> _Problem_: List each line below that contains the string "eyeglasses". Case counts.

[Stored data entries]
* * * * *
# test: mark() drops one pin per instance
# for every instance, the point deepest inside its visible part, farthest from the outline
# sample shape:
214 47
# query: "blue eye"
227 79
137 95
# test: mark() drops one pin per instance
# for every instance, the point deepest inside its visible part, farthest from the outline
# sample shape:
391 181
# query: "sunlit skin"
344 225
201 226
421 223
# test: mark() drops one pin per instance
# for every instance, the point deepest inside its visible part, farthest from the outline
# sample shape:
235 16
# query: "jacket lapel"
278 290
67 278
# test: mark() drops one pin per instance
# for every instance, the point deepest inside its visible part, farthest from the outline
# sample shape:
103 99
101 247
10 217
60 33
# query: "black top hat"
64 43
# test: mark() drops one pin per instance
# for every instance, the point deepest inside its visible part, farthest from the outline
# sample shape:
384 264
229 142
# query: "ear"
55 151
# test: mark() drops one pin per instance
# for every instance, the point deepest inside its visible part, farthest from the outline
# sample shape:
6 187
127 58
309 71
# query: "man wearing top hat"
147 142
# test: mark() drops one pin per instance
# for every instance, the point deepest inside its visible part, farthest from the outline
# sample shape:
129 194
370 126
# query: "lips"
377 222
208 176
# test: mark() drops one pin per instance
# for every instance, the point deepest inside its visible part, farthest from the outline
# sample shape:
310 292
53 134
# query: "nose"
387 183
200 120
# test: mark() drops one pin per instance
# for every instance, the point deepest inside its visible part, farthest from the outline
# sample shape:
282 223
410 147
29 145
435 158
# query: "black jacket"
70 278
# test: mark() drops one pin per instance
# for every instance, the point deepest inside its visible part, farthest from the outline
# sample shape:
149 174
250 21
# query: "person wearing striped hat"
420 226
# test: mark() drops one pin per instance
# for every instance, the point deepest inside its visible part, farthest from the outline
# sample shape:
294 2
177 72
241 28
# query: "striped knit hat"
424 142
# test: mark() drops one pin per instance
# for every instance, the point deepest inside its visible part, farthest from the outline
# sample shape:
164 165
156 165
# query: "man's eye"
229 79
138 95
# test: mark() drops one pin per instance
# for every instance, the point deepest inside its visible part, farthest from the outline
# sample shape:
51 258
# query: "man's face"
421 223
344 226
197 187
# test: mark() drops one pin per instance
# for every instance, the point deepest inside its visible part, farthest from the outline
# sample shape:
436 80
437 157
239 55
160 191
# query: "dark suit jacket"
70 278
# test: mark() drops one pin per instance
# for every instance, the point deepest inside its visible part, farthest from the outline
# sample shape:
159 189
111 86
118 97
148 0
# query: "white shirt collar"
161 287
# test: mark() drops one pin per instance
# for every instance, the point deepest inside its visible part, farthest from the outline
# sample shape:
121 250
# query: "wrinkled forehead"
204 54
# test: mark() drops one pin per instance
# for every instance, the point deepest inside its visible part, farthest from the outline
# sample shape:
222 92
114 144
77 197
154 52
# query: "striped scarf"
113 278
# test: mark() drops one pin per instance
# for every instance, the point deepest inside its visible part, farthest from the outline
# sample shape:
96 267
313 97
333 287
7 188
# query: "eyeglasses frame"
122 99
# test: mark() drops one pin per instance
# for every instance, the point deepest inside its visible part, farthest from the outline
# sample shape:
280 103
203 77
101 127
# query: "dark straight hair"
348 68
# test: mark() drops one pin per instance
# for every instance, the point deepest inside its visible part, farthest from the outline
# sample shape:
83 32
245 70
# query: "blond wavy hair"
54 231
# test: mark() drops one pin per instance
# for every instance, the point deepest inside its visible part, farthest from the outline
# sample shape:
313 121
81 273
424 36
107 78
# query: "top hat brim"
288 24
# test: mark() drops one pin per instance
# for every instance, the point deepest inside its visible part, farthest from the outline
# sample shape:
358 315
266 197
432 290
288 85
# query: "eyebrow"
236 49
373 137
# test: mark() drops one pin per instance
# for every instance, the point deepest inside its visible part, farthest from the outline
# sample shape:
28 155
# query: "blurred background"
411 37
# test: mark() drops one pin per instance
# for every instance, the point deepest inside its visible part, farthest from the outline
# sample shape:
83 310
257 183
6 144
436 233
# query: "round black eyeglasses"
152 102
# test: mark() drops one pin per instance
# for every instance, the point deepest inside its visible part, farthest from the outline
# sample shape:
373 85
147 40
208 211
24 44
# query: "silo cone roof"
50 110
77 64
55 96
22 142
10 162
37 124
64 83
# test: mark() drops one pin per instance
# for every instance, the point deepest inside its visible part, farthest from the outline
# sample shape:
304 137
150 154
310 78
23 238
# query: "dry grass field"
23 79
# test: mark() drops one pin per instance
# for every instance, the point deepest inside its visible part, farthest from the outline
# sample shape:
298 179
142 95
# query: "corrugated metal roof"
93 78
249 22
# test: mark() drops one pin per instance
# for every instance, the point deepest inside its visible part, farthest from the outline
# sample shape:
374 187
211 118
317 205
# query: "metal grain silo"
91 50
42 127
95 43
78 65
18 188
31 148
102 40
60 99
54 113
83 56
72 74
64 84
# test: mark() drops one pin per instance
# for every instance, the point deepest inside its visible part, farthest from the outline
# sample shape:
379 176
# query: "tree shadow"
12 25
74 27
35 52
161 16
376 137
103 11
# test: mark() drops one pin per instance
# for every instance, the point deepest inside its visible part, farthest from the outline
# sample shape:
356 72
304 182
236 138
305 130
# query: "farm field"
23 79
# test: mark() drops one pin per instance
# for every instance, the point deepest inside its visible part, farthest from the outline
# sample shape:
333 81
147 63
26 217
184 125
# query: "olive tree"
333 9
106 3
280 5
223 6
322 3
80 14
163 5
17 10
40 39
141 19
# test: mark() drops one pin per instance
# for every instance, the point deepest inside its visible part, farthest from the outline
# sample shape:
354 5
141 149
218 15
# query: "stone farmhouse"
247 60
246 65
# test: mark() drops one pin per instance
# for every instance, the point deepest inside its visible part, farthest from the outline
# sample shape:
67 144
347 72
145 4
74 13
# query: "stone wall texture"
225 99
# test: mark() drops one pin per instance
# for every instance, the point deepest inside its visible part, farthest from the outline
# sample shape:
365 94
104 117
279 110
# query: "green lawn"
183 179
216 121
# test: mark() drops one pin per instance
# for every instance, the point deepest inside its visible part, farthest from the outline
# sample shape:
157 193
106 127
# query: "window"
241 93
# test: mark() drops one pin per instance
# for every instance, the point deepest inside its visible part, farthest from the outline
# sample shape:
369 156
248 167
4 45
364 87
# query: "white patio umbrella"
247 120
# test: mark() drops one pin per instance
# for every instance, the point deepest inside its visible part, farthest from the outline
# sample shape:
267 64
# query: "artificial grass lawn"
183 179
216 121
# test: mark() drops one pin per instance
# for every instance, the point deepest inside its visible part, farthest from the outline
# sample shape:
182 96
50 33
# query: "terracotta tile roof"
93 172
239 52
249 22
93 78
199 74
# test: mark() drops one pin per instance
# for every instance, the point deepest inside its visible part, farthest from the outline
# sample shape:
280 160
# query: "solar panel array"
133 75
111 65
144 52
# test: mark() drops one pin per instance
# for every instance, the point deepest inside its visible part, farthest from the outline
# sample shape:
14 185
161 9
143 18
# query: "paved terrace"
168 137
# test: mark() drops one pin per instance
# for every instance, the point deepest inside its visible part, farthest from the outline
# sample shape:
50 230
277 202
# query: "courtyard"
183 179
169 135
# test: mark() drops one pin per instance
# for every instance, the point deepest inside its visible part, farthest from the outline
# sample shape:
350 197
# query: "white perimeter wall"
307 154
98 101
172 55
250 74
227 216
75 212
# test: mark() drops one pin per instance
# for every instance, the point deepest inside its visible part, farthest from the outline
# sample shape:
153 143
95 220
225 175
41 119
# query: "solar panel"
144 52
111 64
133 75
* * * * *
> _Exercise response_:
# query: "eyeglasses frame"
# query: "round black eyeglasses"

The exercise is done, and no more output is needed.